Goal
Reproduce verbatim the stretch of the records below from the line containing "Where can the dried" through the line containing "point(467, 57)", including both of those lines.

— Start Data records —

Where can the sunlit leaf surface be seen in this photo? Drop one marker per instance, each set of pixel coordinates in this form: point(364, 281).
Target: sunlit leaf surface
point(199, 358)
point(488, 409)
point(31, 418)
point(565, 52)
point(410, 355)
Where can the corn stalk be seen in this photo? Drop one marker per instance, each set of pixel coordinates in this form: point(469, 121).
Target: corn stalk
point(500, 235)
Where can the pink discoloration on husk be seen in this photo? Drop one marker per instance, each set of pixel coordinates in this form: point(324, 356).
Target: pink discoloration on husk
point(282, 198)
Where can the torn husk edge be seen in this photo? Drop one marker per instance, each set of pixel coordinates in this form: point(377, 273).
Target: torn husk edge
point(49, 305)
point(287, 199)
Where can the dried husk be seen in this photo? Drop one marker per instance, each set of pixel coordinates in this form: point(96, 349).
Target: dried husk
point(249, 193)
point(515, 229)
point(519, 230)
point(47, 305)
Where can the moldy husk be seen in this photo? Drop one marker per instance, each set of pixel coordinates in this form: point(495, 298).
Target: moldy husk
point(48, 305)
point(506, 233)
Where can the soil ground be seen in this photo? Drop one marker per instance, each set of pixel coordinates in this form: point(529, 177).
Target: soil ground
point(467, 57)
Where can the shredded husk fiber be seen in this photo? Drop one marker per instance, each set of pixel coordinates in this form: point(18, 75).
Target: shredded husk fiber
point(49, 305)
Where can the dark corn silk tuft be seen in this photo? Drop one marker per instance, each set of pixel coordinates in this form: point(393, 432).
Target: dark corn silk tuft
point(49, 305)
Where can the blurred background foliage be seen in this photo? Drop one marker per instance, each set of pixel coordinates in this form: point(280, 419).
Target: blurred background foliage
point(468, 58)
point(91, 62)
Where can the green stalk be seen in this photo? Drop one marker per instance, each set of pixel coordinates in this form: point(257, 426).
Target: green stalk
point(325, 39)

— End Data records —

Expected answer
Where can the dried husk be seen in this photo? Drop one marker per instance, each set of pixel coordinates in this form: point(96, 349).
Target: dried husk
point(249, 193)
point(515, 229)
point(519, 230)
point(47, 305)
Where can the moldy husk be seen in this photo? Drop one marker per instance, each set of pixel coordinates in this form: point(495, 298).
Target: moldy husk
point(48, 305)
point(506, 233)
Where can the soil ground be seen in this photo? Drop one marker per instance, each set of pixel coordinates in this form: point(529, 177).
Target: soil ground
point(467, 57)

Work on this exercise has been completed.